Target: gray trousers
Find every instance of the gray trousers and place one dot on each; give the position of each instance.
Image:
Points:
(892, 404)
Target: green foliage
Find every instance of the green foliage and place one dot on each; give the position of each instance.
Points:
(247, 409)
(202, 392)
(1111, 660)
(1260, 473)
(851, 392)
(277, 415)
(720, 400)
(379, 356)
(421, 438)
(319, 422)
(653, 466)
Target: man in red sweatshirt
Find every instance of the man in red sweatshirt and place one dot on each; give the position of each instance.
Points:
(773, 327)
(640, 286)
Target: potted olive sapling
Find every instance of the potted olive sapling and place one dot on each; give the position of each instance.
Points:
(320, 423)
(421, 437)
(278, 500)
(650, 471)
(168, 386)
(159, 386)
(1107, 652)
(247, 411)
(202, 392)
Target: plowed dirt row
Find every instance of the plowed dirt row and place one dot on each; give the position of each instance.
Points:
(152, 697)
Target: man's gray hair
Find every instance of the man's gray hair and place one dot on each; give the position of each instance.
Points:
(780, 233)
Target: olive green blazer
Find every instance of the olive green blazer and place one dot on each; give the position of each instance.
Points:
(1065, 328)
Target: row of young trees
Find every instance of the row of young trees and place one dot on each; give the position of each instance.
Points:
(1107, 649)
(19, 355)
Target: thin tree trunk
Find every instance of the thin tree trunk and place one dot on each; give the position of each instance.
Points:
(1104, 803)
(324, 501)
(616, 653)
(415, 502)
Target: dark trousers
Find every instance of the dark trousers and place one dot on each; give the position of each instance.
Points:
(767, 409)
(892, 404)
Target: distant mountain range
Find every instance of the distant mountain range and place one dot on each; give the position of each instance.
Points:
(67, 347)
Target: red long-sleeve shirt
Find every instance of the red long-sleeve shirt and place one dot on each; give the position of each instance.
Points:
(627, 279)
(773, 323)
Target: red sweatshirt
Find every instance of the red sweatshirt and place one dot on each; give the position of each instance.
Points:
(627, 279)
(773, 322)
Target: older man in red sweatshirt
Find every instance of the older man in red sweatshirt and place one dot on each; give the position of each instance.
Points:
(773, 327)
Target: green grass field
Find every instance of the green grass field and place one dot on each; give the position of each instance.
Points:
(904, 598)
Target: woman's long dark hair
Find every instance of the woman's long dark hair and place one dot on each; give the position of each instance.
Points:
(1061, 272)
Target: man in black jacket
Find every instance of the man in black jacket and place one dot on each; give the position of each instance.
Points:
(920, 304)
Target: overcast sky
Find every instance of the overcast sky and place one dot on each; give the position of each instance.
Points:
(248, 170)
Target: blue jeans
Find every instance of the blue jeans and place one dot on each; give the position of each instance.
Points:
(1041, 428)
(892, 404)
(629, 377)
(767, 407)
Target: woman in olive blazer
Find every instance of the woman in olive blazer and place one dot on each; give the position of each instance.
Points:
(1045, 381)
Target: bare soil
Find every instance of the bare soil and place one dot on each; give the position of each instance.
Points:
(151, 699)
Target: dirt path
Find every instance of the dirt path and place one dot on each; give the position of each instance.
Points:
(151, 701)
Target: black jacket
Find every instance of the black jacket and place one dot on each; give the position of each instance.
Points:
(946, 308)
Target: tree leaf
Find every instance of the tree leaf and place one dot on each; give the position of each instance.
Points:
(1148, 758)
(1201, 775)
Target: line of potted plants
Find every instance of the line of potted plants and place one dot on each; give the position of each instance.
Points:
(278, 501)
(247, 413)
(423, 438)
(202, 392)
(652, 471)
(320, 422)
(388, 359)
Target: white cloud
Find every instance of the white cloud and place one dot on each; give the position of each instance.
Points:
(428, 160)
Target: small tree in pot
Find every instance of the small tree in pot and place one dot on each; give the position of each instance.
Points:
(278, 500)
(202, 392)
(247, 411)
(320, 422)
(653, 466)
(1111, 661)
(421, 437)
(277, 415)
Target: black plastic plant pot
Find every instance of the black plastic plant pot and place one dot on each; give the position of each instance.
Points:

=-=-=-=-=

AUFGABENSTELLUNG >> Übertragen Sie sämtliche Datensätze oben in eine Markdown-Tabelle mit den Spalten „Nummer“ für die fortlaufende Zeilennummer und „Zeile“ für den jeweiligen Zeileninhalt. Leerzeilen lassen Sie dabei weg.

ANTWORT >>
| Nummer | Zeile |
|---|---|
| 1 | Target: gray trousers |
| 2 | Find every instance of the gray trousers and place one dot on each; give the position of each instance. |
| 3 | Image: |
| 4 | Points: |
| 5 | (892, 404) |
| 6 | Target: green foliage |
| 7 | Find every instance of the green foliage and place one dot on each; give the position of each instance. |
| 8 | Points: |
| 9 | (247, 409) |
| 10 | (202, 392) |
| 11 | (1111, 660) |
| 12 | (1260, 473) |
| 13 | (851, 392) |
| 14 | (277, 415) |
| 15 | (720, 400) |
| 16 | (379, 356) |
| 17 | (421, 438) |
| 18 | (319, 422) |
| 19 | (653, 466) |
| 20 | Target: man in red sweatshirt |
| 21 | Find every instance of the man in red sweatshirt and place one dot on each; give the position of each instance. |
| 22 | Points: |
| 23 | (773, 327) |
| 24 | (640, 286) |
| 25 | Target: potted olive sapling |
| 26 | Find every instance of the potted olive sapling and place one dot on each; give the position of each instance. |
| 27 | Points: |
| 28 | (320, 423) |
| 29 | (421, 437) |
| 30 | (278, 500) |
| 31 | (650, 471) |
| 32 | (168, 386) |
| 33 | (159, 386) |
| 34 | (1107, 652) |
| 35 | (247, 411) |
| 36 | (202, 392) |
| 37 | Target: plowed dirt row |
| 38 | Find every instance of the plowed dirt row and place one dot on each; give the position of each instance. |
| 39 | Points: |
| 40 | (152, 697) |
| 41 | Target: man's gray hair |
| 42 | Find every instance of the man's gray hair and place one dot on each; give the position of each instance. |
| 43 | Points: |
| 44 | (780, 233) |
| 45 | Target: olive green blazer |
| 46 | Find every instance of the olive green blazer and place one dot on each; give the position of each instance. |
| 47 | Points: |
| 48 | (1065, 328) |
| 49 | Target: row of young trees |
| 50 | Find every instance of the row of young trees and place one dot on each; give the position of each instance. |
| 51 | Points: |
| 52 | (1107, 649) |
| 53 | (19, 355) |
| 54 | Target: thin tree trunk |
| 55 | Find every instance of the thin tree trunk and place one dot on each; give the position of each instance. |
| 56 | Points: |
| 57 | (1104, 803) |
| 58 | (324, 501) |
| 59 | (616, 653) |
| 60 | (415, 502) |
| 61 | Target: dark trousers |
| 62 | Find every instance of the dark trousers and place one dot on each; give the position of each instance. |
| 63 | Points: |
| 64 | (767, 409) |
| 65 | (892, 404) |
| 66 | Target: distant mountain range |
| 67 | Find every instance of the distant mountain range and place one dot on each; give the position of each instance. |
| 68 | Points: |
| 69 | (67, 347) |
| 70 | Target: red long-sleeve shirt |
| 71 | Find every instance of the red long-sleeve shirt and place one dot on each; give the position of each instance. |
| 72 | Points: |
| 73 | (627, 279) |
| 74 | (773, 323) |
| 75 | Target: red sweatshirt |
| 76 | Find every instance of the red sweatshirt and place one dot on each; give the position of each instance. |
| 77 | Points: |
| 78 | (627, 279) |
| 79 | (773, 322) |
| 80 | Target: older man in red sweatshirt |
| 81 | Find every instance of the older man in red sweatshirt and place one dot on each; give the position of each instance. |
| 82 | Points: |
| 83 | (773, 327) |
| 84 | Target: green grass field |
| 85 | Find every instance of the green grass field and place one dot on each; give the position of each instance. |
| 86 | Points: |
| 87 | (904, 598) |
| 88 | Target: woman's long dark hair |
| 89 | Find every instance of the woman's long dark hair and place one dot on each; give the position of each instance. |
| 90 | Points: |
| 91 | (1061, 272) |
| 92 | Target: man in black jacket |
| 93 | Find every instance of the man in black jacket and place one dot on each; give the position of each instance. |
| 94 | Points: |
| 95 | (920, 304) |
| 96 | Target: overcast sky |
| 97 | Find every instance of the overcast sky and place one dot on each; give the position of each instance. |
| 98 | Points: |
| 99 | (248, 170) |
| 100 | Target: blue jeans |
| 101 | Find every instance of the blue jeans and place one dot on each; give the position of each instance. |
| 102 | Points: |
| 103 | (1041, 428) |
| 104 | (892, 404) |
| 105 | (629, 377) |
| 106 | (767, 407) |
| 107 | Target: woman in olive blazer |
| 108 | Find every instance of the woman in olive blazer and place one dot on each; give the position of each instance. |
| 109 | Points: |
| 110 | (1045, 381) |
| 111 | Target: bare soil |
| 112 | Find every instance of the bare soil and place one dot on each; give the position of each instance. |
| 113 | Points: |
| 114 | (151, 699) |
| 115 | Target: dirt path |
| 116 | Find every instance of the dirt path and place one dot on each; give the position of each instance. |
| 117 | Points: |
| 118 | (151, 701) |
| 119 | Target: black jacket |
| 120 | Find every instance of the black jacket and place one dot on each; give the position of each instance. |
| 121 | Points: |
| 122 | (946, 308) |
| 123 | Target: tree leaf |
| 124 | Find every instance of the tree leaf and place one dot on each; give the position of each instance. |
| 125 | Points: |
| 126 | (1148, 758) |
| 127 | (1201, 775) |
| 128 | Target: line of potted plants |
| 129 | Find every instance of the line of potted plants and place one dot on each; give the position of each instance. |
| 130 | Points: |
| 131 | (278, 501) |
| 132 | (247, 413) |
| 133 | (423, 438) |
| 134 | (202, 392) |
| 135 | (652, 471) |
| 136 | (320, 422) |
| 137 | (388, 359) |
| 138 | Target: white cloud |
| 139 | Find every instance of the white cloud and place one dot on each; give the position of each instance. |
| 140 | Points: |
| 141 | (428, 160) |
| 142 | Target: small tree in pot |
| 143 | Find every instance of the small tree in pot and place one dot on each; give the position of each instance. |
| 144 | Points: |
| 145 | (278, 500) |
| 146 | (202, 392) |
| 147 | (247, 411) |
| 148 | (320, 422) |
| 149 | (653, 466) |
| 150 | (1111, 661) |
| 151 | (421, 437) |
| 152 | (277, 415) |
| 153 | Target: black plastic plant pot |
| 154 | Find every instance of the black plastic plant pot and place one dot on each; give the position of each instance. |
| 155 | Points: |